Text
= Beginning of Section =

Next boosted by festive partywear sales but steeper price hikes on the way
High street stalwart Next has delivered yet another profit upgrade thanks to strong demand for partywear over the festive period, but warned of steeper price hikes in the year ahead.
The group said festive trading was better than expected, with total full-price sales up 20 per cent against pre-pandemic levels two years ago in the eight weeks to December 25 after it rang up £70 million more sales than forecast.
Chief executive Lord Simon Wolfson said the spread of Omicron failed to dent trading as demand for formal wear “came back with a vengeance” in the company's final festive quarter.
The group expects pre-tax profits to rise by 9.8 per cent on a two-year basis to £822 million for the year to the end of January, against previous expectations of a 6.9 per cent rise to £800m - raising its profit outlook for the fifth time in ten months.
But it warned that prices will rise by as much as 6 per cent in the second half of 2022 due to ongoing supply chain pressures.
Sophie Lund-Yates, equity analyst at investment firm Hargreaves Lansdown, said: “For all the tales of woe on the high street, there is one shining jewel to be found in the form of Next. There aren’t many bricks and mortar retailers dishing out special dividends or upgrading guidance multiple times over.”
Next said the soaring cost of freight transport and higher staff wages are likely to push up like-for-like selling prices by 3.7 per cent for the spring and summer, and by 6 per cent in the autumn and winter. It had previously said prices would rise by around 2.5 per cent in the first half of 2022.
Lord Wolfson said rising inflation in the wider economy may hit consumer spending if Britons are forced to prioritise spending on food, fuel and heating their homes.
“The bigger question for us is if the prices of goods such as heating bills and goods go up, where consumers do not have a choice but to spend more, and that means less discretionary spending,” he said.
He said the group is seeing “above average” levels of staff absences due to the Omicron wave, but that service levels are not being affected.
However, Next said deliveries were hit before Christmas due to staff shortfalls in warehousing and distribution networks.
The group added that it expects sales to rise by 7 per cent year on year in its next financial year, but warned that growth will be “much weaker” after the first quarter as it comes up against tougher comparisons.
Richard Hunter, head of markets at investment platform Interactive Investor, noted: “Set against the caveats which Next has imposed, there is reason to believe that this is a company currently firing on all cylinders with every prospect of further growth.
“Despite a slight decline in early exchanges given the weakness of the wider market, the share price performance has reflected this strength, having risen by 17 per cent over the last year, as compared to a hike of 10 per cent for the wider FTSE100.”

= End of Section =

Dataset entries
= Beginning of Section =

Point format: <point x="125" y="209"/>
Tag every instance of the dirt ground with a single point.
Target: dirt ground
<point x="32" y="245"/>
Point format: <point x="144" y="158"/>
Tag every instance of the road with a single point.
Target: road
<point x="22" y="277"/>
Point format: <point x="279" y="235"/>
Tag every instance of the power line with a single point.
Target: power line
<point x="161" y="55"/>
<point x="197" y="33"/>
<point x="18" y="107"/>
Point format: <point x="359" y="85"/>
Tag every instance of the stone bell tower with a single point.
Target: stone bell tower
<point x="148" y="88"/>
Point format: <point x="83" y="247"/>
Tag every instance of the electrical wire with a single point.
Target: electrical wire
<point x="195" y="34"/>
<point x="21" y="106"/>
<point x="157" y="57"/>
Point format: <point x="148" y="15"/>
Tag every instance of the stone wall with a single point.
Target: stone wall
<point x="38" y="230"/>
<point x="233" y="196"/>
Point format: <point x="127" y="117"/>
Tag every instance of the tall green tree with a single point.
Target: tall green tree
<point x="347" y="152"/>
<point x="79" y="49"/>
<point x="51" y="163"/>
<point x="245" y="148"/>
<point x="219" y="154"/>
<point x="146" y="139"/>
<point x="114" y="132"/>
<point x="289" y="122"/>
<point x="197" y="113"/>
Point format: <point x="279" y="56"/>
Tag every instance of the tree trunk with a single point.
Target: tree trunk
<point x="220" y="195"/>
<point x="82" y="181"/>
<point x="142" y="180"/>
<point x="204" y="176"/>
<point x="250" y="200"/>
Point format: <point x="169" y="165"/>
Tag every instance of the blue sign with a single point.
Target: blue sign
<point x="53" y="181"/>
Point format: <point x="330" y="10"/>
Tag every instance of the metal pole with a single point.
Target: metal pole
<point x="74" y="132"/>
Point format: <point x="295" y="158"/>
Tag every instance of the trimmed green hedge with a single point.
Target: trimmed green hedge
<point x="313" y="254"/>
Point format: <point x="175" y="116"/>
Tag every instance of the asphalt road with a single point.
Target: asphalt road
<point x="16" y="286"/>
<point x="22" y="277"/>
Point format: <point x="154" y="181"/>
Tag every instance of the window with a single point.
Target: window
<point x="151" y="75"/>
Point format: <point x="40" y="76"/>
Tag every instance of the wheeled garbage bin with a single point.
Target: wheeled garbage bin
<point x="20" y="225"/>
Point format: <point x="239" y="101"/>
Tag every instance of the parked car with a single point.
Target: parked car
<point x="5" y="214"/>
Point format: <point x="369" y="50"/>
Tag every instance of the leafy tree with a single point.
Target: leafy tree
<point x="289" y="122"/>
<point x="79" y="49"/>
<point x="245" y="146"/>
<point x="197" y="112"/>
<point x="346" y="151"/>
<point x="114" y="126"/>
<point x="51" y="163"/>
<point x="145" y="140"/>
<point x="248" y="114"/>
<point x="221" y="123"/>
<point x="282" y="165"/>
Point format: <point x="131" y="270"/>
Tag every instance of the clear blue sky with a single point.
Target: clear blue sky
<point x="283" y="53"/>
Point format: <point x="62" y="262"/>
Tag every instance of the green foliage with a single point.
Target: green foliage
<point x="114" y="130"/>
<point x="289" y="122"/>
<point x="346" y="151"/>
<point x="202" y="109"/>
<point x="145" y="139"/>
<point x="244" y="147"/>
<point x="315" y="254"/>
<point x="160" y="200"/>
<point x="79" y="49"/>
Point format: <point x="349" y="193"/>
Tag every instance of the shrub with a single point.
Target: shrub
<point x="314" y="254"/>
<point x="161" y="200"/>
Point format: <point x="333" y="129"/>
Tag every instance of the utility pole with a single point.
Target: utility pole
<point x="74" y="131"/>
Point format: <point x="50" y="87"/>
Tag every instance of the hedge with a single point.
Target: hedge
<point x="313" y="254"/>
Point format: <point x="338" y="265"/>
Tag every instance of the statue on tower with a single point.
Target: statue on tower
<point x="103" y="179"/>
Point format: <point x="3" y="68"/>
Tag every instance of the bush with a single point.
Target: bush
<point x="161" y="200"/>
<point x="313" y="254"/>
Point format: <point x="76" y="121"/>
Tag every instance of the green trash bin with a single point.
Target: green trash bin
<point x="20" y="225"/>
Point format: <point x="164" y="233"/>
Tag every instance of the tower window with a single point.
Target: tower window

= End of Section =
= Beginning of Section =

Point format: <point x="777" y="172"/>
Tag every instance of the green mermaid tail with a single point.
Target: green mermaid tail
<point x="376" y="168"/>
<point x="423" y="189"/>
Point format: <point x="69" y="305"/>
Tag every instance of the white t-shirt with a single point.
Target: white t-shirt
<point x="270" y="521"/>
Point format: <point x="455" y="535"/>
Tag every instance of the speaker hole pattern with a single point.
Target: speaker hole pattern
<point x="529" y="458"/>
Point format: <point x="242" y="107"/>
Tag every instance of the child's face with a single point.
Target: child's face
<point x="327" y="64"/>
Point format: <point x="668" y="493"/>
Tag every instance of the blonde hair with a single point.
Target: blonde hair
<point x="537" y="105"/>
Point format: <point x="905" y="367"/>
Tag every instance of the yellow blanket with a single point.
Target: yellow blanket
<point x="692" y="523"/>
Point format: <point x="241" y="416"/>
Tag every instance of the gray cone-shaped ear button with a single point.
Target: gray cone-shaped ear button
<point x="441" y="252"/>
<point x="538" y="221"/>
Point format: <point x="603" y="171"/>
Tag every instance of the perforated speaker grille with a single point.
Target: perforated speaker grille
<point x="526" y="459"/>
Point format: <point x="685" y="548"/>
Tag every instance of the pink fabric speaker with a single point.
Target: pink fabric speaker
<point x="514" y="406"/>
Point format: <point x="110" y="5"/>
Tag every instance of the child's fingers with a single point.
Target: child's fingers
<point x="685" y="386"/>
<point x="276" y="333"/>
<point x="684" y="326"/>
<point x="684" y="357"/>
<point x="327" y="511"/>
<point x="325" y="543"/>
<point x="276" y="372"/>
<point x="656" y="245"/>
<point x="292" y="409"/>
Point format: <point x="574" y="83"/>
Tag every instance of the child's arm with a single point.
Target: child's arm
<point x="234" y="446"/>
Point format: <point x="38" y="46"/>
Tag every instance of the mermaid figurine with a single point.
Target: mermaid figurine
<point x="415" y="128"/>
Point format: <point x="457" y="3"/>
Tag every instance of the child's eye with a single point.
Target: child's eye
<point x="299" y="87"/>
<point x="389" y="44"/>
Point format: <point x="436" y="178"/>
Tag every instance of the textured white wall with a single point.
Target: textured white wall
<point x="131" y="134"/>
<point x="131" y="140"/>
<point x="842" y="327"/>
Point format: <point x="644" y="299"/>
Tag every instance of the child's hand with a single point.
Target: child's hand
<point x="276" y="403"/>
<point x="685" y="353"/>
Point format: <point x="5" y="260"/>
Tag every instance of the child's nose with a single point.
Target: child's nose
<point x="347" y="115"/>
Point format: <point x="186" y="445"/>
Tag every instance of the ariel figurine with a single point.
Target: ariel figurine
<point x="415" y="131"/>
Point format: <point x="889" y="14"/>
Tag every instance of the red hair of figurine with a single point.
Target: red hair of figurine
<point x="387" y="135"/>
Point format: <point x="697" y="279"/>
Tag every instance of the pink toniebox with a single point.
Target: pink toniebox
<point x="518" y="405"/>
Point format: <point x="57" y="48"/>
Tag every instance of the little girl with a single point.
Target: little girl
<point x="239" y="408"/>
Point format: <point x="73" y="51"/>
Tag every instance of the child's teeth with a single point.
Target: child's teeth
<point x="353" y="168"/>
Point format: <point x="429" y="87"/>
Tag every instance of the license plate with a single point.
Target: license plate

= End of Section =

What you will do
1) Return the passage of the Next article from "Richard Hunter, head" to "of further growth.", copied word for word.
2) Using the Next article, answer these questions:
(a) By what percentage were total full-price sales up against pre-pandemic levels in the eight weeks to December 25?
(b) What pre-tax profit does the group expect for the year to the end of January?
(c) According to Richard Hunter, by how much has the share price risen over the last year?

Responses to the exercise
1)
Richard Hunter, head of markets at investment platform Interactive Investor, noted: “Set against the caveats which Next has imposed, there is reason to believe that this is a company currently firing on all cylinders with every prospect of further growth.

2)
(a) 20 per cent
(b) £822 million
(c) 17 per cent